» **DIRECTIONS FOR THIS TASK**
Set out the items as a Markdown table with the columns Row and Text, starting with the first line of the items and going on through the line with "(1088, 478)". Give each line its own numbered row and leave out any blank lines.

» **Point placement items**

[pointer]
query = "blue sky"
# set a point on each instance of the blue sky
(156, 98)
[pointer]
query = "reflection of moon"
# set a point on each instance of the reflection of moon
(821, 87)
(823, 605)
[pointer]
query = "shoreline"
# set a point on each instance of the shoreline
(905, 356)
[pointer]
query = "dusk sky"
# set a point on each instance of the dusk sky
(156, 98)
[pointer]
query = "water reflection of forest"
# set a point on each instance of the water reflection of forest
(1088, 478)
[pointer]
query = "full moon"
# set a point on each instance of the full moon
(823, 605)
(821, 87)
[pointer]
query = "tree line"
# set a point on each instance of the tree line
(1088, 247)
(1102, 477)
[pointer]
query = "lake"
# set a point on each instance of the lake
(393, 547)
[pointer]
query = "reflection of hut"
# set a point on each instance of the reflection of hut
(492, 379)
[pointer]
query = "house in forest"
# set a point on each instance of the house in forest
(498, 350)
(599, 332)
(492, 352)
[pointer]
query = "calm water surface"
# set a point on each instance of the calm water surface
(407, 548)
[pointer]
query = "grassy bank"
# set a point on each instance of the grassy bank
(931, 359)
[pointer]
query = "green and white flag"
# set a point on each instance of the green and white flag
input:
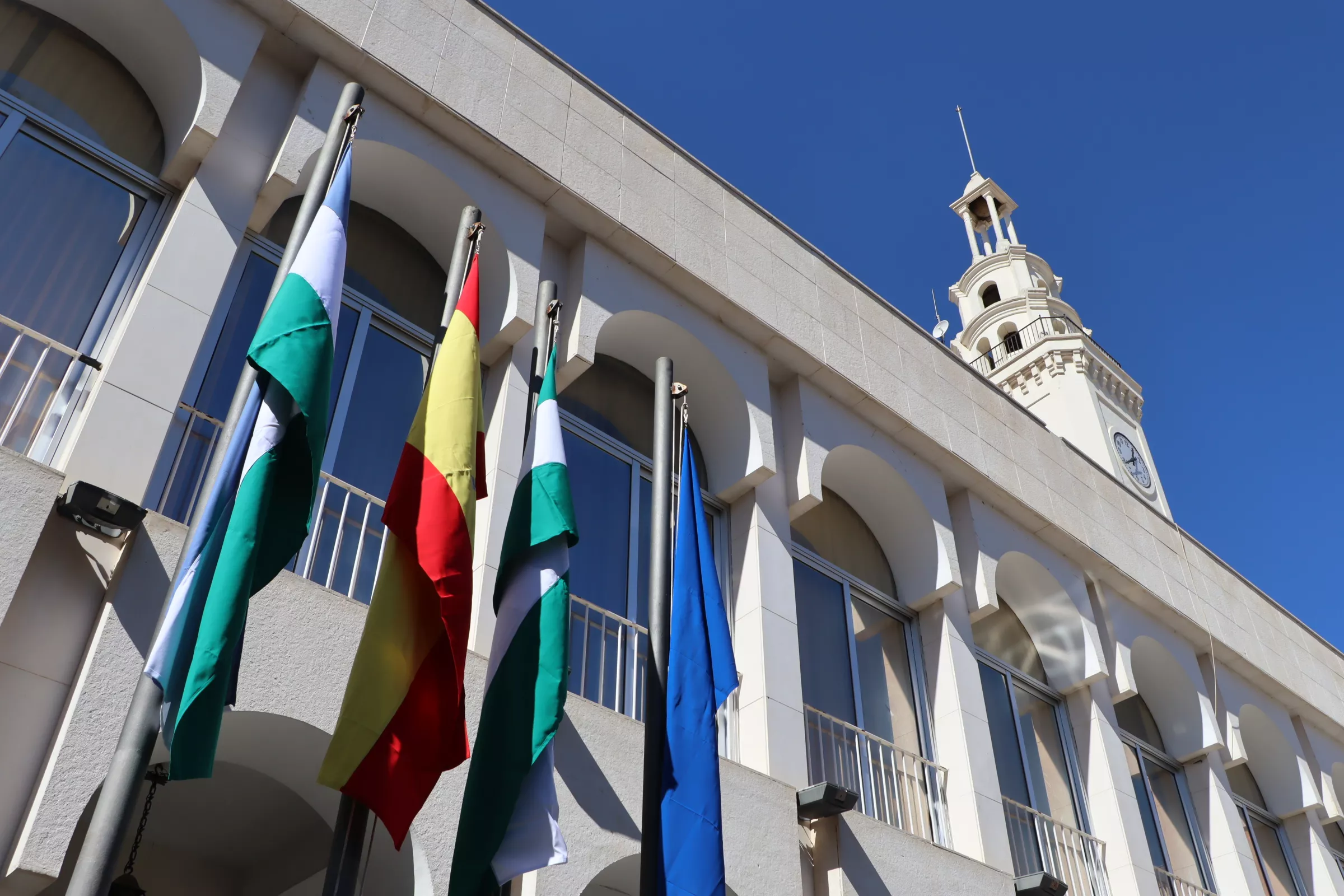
(254, 517)
(510, 820)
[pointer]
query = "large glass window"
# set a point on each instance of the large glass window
(1164, 802)
(76, 132)
(1265, 836)
(862, 691)
(1034, 757)
(378, 376)
(605, 414)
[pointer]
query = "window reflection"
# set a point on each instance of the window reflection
(64, 231)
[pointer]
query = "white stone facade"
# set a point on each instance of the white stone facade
(804, 385)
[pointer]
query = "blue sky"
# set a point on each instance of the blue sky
(1177, 164)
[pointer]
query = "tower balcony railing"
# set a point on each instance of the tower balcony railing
(1045, 844)
(41, 382)
(1170, 884)
(1023, 339)
(894, 786)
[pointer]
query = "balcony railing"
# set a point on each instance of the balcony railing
(39, 382)
(894, 786)
(1042, 844)
(1029, 336)
(1170, 884)
(609, 659)
(344, 540)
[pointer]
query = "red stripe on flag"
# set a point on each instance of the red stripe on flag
(425, 738)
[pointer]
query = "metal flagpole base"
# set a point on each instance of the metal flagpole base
(347, 844)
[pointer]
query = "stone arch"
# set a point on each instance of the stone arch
(1050, 617)
(620, 879)
(894, 514)
(425, 203)
(1278, 770)
(718, 408)
(152, 43)
(1171, 696)
(260, 825)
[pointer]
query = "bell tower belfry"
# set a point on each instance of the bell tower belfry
(1023, 338)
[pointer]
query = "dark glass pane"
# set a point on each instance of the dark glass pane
(823, 642)
(642, 574)
(601, 488)
(1146, 809)
(62, 230)
(1003, 735)
(217, 389)
(1045, 757)
(382, 406)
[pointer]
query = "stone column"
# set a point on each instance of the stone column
(962, 734)
(993, 217)
(771, 730)
(971, 235)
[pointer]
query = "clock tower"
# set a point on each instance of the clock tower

» **THE REPLY**
| Row | Text |
|---|---|
| 1 | [pointer] |
| 2 | query = "blue sky" |
| 3 | # set a point on each instance of the blue sky |
| 4 | (156, 98) |
| 5 | [pointer] |
| 6 | query = "reflection of moon" |
| 7 | # set a point on each instance of the reflection of moon |
| 8 | (821, 87) |
| 9 | (823, 605) |
| 10 | [pointer] |
| 11 | query = "shoreline" |
| 12 | # set a point on each instance of the shoreline |
| 13 | (905, 356) |
| 14 | [pointer] |
| 15 | query = "dusk sky" |
| 16 | # set a point on each instance of the dusk sky |
| 17 | (156, 98) |
| 18 | [pointer] |
| 19 | query = "water reflection of forest" |
| 20 | # set a point on each instance of the water reflection of forest |
| 21 | (1088, 478) |